» BRIEF:
Copy down the passage of the butterflies and moths text word for word, starting at "But even so" and ending at "straw: a proboscis.".

» SOURCE TEXT:

★ ★ ★ ★ ★ ★ ★

Butterflies & Moths

Butterflies & Moths

 

Most moths are out and about at night, while butterflies are usually on the wing in the daytime.

But even so these insects of the order "Lepidoptera" have a lot in common. Thousands of years before the 1930s (when humans in America finally invented flexible straws for sipping drinks), butterflies and moths, with the Creator's not-by-accident ingenuity, had been given their own very flexible and efficient sipping straw: a proboscis.

The proboscis, located between the eyes of the adult insect, is a very useful feeding mechanism varying in length from a fraction of an inch to a foot long when rolled out by the adult lepidopteran. Our straws wear out, but their proboscis can be used over and over again, as needed, to suck up nectar from a flower, all the while the insects are servicing the flower's need for pollination.

Two antennae protrude from the head of the moth or butterfly and are covered with tiny pits that serve as smelling organs so they can locate the scent of food that attracts them—as well as locate mates. Those smell sensors are pretty powerful, too. It's not by accident that a male butterfly has been known to "smell" a female butterfly—even when she's a mile away! Silk moths have been known to locate companions 6 to 12 miles away! The female lepidopteran spots her mate through sight, seeing ultraviolet patterns on the wing that are indistinguishable to humans—but that direct her choice.

★ ★ ★ ★ ★ ★ ★

» DATASET RECORDS:

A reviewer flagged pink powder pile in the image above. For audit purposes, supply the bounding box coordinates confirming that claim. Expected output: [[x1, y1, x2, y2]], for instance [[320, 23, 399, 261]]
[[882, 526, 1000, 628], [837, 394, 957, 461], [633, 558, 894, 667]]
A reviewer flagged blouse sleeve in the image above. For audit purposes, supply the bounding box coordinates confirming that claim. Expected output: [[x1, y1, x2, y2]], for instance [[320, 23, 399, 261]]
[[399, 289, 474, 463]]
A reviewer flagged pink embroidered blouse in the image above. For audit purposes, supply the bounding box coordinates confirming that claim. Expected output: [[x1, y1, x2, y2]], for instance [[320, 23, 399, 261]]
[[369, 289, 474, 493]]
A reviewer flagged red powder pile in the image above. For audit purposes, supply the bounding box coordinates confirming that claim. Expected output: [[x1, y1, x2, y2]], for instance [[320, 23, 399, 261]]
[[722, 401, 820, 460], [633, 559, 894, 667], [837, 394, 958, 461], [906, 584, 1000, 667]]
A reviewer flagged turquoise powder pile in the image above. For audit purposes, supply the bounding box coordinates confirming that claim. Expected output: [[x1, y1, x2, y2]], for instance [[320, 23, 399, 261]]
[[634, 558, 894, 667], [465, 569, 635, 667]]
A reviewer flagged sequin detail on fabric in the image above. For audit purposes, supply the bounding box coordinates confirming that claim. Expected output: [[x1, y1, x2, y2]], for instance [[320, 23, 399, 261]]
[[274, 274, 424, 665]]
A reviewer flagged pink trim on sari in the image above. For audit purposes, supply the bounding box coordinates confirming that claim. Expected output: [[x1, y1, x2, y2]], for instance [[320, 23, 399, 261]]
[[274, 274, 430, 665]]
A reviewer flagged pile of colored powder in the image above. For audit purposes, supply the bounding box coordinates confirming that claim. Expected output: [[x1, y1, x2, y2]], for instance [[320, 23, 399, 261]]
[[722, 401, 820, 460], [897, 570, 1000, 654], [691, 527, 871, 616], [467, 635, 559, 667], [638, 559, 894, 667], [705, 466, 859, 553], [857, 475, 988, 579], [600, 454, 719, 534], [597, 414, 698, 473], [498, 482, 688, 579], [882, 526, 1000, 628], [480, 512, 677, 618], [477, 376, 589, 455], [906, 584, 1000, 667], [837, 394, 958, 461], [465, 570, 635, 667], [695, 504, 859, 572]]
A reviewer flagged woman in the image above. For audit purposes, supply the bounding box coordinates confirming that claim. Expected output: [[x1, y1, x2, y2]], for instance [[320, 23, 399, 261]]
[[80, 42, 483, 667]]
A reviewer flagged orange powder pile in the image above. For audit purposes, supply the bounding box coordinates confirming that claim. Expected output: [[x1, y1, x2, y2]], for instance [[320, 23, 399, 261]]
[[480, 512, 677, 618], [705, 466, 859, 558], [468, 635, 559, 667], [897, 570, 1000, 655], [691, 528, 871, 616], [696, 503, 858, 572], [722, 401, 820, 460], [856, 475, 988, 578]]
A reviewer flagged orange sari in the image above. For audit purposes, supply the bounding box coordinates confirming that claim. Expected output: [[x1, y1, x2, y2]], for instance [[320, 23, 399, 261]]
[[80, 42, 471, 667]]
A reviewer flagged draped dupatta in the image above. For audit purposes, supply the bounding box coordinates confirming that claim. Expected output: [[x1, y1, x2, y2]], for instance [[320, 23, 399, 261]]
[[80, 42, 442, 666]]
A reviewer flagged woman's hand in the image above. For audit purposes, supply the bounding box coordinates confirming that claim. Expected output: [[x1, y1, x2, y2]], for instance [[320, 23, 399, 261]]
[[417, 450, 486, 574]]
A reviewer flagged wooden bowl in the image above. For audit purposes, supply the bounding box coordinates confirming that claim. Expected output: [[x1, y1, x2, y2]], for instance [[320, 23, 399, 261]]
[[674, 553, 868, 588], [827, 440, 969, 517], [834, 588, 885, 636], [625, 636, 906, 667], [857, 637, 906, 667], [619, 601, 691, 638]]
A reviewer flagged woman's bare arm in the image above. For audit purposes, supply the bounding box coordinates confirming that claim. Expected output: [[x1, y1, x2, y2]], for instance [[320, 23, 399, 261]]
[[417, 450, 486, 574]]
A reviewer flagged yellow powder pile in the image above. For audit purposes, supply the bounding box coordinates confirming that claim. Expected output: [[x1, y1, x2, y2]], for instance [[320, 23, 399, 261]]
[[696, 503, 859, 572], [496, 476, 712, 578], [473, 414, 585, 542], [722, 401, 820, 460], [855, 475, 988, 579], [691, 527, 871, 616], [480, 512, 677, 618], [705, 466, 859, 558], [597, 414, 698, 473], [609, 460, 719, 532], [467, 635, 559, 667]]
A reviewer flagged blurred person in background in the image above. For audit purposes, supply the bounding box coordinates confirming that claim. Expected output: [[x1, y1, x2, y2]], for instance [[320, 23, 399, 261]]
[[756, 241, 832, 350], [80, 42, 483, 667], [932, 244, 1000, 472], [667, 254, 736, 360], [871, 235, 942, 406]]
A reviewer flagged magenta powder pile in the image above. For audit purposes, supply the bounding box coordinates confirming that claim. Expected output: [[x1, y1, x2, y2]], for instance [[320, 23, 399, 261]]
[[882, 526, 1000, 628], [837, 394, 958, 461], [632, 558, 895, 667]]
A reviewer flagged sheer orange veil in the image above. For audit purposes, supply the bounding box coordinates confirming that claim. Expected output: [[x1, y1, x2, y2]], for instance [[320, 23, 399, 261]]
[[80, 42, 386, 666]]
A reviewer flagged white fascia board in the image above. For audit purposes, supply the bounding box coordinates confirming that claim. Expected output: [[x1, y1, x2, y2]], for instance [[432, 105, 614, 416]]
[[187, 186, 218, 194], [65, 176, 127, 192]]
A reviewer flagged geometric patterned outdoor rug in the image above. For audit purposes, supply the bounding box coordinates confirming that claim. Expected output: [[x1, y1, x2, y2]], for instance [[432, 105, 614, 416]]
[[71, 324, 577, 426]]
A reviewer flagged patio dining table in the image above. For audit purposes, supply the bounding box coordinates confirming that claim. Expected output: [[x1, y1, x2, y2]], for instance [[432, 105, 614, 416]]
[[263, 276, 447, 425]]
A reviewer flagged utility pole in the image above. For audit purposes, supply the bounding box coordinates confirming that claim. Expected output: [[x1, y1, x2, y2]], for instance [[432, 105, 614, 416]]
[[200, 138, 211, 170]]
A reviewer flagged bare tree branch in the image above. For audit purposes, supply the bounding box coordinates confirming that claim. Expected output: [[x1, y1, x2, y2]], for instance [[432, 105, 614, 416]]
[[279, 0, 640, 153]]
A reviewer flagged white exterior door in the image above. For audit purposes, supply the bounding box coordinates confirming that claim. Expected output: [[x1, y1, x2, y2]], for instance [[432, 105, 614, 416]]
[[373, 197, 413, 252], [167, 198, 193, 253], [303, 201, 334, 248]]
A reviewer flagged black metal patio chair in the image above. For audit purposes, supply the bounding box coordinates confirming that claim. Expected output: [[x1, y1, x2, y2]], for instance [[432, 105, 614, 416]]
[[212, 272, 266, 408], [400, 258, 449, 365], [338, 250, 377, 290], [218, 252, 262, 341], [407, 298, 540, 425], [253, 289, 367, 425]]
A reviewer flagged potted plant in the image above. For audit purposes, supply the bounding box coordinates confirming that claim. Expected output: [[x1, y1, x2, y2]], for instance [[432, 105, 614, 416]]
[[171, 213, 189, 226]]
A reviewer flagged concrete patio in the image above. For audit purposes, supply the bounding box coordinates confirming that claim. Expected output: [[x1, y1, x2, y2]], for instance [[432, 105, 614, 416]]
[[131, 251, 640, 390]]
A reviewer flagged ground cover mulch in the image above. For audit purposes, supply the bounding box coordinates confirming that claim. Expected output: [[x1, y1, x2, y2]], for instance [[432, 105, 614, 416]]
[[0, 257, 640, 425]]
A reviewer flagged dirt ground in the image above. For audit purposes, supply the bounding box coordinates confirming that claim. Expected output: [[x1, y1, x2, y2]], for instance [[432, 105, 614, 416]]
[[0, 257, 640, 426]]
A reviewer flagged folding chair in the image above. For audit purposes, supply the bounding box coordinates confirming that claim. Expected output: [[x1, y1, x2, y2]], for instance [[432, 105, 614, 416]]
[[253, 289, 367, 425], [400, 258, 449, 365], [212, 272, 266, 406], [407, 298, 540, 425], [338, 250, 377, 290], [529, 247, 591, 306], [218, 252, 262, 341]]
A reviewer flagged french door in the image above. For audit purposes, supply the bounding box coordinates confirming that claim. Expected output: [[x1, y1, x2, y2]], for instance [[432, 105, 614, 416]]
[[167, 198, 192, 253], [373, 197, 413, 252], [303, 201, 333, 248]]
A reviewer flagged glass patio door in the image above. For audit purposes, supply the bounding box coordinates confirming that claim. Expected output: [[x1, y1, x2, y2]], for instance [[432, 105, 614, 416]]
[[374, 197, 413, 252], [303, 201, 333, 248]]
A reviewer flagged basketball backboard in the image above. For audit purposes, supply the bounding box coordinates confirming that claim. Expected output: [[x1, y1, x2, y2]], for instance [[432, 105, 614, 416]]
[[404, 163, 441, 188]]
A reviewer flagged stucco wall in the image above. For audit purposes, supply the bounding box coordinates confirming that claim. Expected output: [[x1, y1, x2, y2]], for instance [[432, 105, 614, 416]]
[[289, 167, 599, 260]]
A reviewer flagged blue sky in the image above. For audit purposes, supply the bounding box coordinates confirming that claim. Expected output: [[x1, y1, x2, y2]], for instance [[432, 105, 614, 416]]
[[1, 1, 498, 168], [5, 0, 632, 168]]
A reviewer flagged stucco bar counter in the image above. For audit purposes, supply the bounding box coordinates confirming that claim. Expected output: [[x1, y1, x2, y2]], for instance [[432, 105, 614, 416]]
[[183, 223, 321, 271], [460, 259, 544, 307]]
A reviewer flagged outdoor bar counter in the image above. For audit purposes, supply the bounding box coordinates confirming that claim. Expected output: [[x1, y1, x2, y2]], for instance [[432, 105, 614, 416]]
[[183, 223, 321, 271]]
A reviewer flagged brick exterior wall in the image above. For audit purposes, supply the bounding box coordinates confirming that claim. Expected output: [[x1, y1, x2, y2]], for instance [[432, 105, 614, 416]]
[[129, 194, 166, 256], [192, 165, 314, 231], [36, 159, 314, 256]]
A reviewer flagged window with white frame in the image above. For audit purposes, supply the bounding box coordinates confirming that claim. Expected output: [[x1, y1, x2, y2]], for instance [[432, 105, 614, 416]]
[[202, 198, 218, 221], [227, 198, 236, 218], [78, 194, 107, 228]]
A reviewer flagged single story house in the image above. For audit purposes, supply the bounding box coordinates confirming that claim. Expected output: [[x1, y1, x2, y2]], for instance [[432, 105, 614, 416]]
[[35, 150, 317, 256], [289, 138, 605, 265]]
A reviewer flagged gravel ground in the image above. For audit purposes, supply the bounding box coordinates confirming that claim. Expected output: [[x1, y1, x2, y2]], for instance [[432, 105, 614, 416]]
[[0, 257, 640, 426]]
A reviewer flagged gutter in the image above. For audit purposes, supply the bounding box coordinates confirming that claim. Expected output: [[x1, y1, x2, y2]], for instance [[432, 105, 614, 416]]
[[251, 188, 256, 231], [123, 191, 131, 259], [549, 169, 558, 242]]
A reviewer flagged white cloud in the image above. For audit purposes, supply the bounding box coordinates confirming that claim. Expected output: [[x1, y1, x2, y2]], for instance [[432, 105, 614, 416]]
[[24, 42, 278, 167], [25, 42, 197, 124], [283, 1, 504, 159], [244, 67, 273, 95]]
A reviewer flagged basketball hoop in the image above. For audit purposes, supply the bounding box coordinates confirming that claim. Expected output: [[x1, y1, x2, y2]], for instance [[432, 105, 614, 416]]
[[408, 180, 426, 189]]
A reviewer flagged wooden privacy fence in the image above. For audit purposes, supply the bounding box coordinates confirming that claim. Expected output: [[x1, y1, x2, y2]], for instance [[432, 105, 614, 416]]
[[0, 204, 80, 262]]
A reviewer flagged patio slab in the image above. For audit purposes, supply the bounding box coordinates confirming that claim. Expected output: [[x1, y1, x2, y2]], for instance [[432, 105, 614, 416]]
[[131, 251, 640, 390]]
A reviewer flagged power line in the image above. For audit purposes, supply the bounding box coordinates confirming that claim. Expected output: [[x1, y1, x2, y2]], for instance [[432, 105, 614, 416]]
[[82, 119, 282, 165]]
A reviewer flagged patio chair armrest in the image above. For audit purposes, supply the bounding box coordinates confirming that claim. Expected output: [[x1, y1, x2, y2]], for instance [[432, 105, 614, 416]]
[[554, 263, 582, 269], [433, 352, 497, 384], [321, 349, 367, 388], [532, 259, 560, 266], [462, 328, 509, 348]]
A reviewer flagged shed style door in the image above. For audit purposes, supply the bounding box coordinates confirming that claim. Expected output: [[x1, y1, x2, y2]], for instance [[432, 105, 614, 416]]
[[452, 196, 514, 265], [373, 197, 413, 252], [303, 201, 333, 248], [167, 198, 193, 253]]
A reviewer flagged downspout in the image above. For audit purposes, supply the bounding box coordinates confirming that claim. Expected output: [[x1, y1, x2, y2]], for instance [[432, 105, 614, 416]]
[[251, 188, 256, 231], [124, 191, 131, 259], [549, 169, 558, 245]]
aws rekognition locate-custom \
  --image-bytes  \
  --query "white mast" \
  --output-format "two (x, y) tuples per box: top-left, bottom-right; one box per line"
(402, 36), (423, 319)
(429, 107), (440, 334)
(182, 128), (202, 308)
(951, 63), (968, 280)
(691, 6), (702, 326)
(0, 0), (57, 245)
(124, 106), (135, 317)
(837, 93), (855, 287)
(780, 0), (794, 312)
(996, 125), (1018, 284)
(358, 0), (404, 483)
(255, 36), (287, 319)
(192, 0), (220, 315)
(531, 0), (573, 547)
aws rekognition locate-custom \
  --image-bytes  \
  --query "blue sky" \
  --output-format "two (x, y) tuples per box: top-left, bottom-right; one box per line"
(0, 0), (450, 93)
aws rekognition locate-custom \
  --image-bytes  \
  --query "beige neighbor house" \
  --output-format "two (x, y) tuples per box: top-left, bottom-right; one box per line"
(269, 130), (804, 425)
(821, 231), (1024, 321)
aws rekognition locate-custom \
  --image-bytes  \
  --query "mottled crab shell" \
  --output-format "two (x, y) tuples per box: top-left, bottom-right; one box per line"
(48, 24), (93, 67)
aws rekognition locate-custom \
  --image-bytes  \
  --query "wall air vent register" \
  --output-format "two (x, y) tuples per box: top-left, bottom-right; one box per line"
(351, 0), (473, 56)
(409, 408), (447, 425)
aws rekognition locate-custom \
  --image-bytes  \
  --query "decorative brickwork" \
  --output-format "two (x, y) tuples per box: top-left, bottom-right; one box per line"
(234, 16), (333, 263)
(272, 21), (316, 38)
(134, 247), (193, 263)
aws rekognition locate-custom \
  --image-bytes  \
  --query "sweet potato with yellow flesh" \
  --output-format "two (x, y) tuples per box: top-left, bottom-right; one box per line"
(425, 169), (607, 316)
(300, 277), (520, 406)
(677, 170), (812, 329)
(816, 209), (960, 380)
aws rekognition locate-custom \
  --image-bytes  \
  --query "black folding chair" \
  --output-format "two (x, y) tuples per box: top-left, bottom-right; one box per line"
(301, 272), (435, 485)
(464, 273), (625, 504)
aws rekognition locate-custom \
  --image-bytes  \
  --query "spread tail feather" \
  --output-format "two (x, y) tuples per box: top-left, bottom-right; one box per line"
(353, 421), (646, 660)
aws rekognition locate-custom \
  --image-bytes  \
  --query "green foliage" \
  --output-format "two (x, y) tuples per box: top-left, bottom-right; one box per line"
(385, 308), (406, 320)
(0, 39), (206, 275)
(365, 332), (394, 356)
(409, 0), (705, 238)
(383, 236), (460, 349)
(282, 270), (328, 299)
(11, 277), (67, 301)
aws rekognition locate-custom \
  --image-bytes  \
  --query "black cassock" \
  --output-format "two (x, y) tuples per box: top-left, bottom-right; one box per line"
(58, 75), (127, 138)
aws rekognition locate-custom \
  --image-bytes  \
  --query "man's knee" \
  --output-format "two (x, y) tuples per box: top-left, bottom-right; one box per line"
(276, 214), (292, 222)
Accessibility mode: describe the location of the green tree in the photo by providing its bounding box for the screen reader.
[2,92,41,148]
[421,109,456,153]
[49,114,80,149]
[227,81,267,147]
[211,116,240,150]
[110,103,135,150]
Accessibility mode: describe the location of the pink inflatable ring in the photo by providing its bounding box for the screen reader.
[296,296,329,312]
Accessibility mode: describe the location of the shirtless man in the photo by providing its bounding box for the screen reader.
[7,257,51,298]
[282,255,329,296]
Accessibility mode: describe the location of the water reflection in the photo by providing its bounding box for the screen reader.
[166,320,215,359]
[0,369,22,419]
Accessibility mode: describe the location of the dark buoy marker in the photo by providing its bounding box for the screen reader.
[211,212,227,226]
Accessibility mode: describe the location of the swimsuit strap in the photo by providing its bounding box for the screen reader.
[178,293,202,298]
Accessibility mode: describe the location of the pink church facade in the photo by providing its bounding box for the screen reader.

★ ★ ★ ★ ★ ★ ★

» ANSWER SECTION:
But even so these insects of the order "Lepidoptera" have a lot in common. Thousands of years before the 1930s (when humans in America finally invented flexible straws for sipping drinks), butterflies and moths, with the Creator's not-by-accident ingenuity, had been given their own very flexible and efficient sipping straw: a proboscis.